**Exercise:**
Find the string "hair" in the records and copy each line where it occurs.

Content starts

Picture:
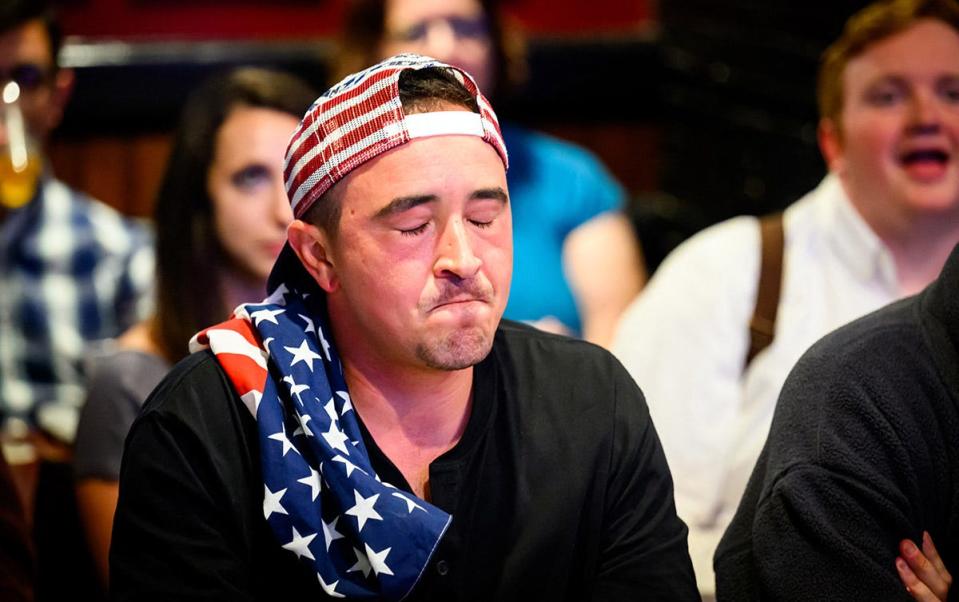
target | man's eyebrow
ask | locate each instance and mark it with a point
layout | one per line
(403, 203)
(496, 193)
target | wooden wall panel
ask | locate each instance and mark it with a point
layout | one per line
(123, 172)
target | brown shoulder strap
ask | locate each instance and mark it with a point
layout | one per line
(762, 326)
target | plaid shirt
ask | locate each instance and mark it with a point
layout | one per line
(72, 270)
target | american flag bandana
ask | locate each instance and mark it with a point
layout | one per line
(360, 118)
(364, 538)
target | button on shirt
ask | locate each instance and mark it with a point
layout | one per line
(72, 270)
(685, 338)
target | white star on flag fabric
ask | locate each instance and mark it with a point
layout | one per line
(375, 543)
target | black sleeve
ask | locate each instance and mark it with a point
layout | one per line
(644, 555)
(849, 469)
(187, 492)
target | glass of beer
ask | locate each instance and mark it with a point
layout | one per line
(20, 162)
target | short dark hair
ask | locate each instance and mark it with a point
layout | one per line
(17, 13)
(870, 25)
(187, 247)
(421, 91)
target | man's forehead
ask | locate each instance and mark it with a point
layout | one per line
(926, 48)
(429, 166)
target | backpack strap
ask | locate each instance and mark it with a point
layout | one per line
(762, 326)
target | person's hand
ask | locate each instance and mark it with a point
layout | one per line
(922, 571)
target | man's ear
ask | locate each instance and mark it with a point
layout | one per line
(59, 96)
(830, 145)
(313, 247)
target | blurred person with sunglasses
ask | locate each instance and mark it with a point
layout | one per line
(72, 270)
(577, 263)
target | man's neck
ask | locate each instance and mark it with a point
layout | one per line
(919, 242)
(238, 288)
(414, 416)
(425, 407)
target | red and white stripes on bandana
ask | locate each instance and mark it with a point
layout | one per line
(362, 117)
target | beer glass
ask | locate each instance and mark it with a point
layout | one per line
(20, 162)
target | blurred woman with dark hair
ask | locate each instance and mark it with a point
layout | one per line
(221, 218)
(577, 264)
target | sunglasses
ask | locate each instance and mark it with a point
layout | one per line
(464, 28)
(28, 76)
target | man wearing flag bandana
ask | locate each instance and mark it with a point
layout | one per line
(372, 429)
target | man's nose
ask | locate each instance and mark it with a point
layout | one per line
(925, 113)
(455, 256)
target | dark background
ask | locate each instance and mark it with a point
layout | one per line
(704, 109)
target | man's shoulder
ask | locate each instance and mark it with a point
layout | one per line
(195, 386)
(881, 336)
(524, 339)
(543, 361)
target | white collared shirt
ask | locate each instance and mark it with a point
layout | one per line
(685, 339)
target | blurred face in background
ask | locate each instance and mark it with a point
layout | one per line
(245, 184)
(896, 147)
(26, 58)
(453, 31)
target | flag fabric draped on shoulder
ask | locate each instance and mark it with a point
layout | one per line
(324, 503)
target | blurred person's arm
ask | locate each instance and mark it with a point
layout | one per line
(16, 555)
(684, 340)
(854, 461)
(120, 383)
(605, 269)
(97, 502)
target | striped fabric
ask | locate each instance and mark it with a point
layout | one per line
(358, 119)
(72, 271)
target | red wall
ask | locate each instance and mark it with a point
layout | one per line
(195, 19)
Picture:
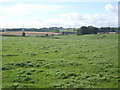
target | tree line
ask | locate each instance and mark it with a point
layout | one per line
(94, 30)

Content ends

**Exercise answer:**
target | short dark hair
target | blurred woman with dark hair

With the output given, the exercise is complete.